Dataset excerpts:
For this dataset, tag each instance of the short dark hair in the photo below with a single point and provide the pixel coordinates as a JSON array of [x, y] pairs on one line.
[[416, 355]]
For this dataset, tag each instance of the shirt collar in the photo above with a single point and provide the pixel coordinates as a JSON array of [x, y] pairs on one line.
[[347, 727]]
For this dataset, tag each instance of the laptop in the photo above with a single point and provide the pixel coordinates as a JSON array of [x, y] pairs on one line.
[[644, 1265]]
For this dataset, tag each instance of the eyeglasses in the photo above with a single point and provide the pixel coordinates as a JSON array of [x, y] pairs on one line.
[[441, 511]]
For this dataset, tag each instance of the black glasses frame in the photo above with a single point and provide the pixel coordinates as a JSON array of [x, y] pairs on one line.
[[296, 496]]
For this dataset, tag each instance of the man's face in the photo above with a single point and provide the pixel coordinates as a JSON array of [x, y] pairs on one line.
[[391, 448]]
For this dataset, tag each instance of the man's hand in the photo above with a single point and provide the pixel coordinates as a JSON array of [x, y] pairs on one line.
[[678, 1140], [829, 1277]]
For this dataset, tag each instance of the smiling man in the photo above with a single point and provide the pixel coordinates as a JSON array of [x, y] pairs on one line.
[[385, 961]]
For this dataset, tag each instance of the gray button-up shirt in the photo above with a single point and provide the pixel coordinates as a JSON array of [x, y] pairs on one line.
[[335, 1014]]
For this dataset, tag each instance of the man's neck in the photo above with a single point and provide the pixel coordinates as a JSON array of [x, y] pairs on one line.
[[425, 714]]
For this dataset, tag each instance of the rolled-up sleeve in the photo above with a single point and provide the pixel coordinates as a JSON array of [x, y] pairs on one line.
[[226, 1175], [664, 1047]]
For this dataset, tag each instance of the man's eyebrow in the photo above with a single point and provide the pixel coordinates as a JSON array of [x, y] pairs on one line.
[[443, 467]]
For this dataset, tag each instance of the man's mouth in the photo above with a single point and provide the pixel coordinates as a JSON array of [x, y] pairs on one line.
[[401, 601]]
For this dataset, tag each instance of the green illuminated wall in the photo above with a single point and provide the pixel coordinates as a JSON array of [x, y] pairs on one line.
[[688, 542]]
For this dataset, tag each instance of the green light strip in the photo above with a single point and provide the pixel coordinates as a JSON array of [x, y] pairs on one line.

Problem: Rewrite every one of the records above, changing "single point" to "single dot" and leaving everything else as it is.

Result of this exercise:
For this dataset, tag each instance of the short dark hair in the photo below with a single dot and provide the pixel coordinates as a JSON array of [x, y] pairs on one line.
[[416, 355]]
For this dataset, tag each instance of the shirt collar in the photo above with a single dot and provide the pixel coordinates as a JSON array of [x, y] pairs on one line.
[[347, 727]]
For this dataset, tag each instance of the laptop in the photo above with a single dot and provide the pixel coordinates as a JSON array of [x, y] pairs on one line.
[[644, 1265]]
For this dataset, tag each instance of the eyeglasses in the photo above with a single dot and provide the pixel coordinates as a JSON array of [x, y] pairs on one line.
[[441, 511]]
For this dataset, tag each instance of the black glasses frame in the photo above with a single dot and provide the pixel coordinates as a JSON array of [x, y] pairs on one line.
[[296, 496]]
For this dataset, tag each instance of the man's face in the photo above with a single dot and provide the pixel coordinates as a JSON array of [x, y] pairs on one line.
[[391, 448]]
For this dataset, tag each instance of the man's hand in the photo above with a single dot and provide the pixel coordinates as a JSON array of [x, y] pairs on one line.
[[678, 1140], [829, 1277]]
For this dataset, tag each instance of the smiling man in the photo above with a single dot and provide the pixel coordinates as a JSON array of [x, y] pairs on one line.
[[385, 961]]
For this dataset, tag each instance of the gray button-up shirt in the photo above with a single dot and provide the pixel coordinates as a JSON array of [x, y] pairs on one line.
[[335, 1014]]
For this dataset, tag each instance of the man's neck in the photo above with a single dot and provide the pixel coordinates as a JSON array of [x, y] pairs on one line.
[[425, 714]]
For this dataset, tag each instance of the rolled-up sleeve in the photo above with a single dot and provide the pixel coordinates as a JSON array of [x, y] pairs on one line.
[[226, 1175], [664, 1047]]
For this dataset, tag each instance of the man's eyebrow in the photo above with a single dot and provide the pixel coordinates as a JSON array of [x, y] pairs on one line.
[[443, 467]]
For this dataset, tag each instance of the man's mouth in the photo above with a single dot and provide the pixel coordinates as a JSON array of [x, y] pairs on one line.
[[401, 601]]
For this dataset, tag each instance of the green illuminated wall in the photo above with a single dot and provide the pixel coordinates as a JSON array of [x, y] pairs on one line.
[[688, 542]]
For this dataset, tag each instance of the green light strip in the photo above with a single dot and provide the pixel coordinates as a JSON array of [x, y] pairs on one line.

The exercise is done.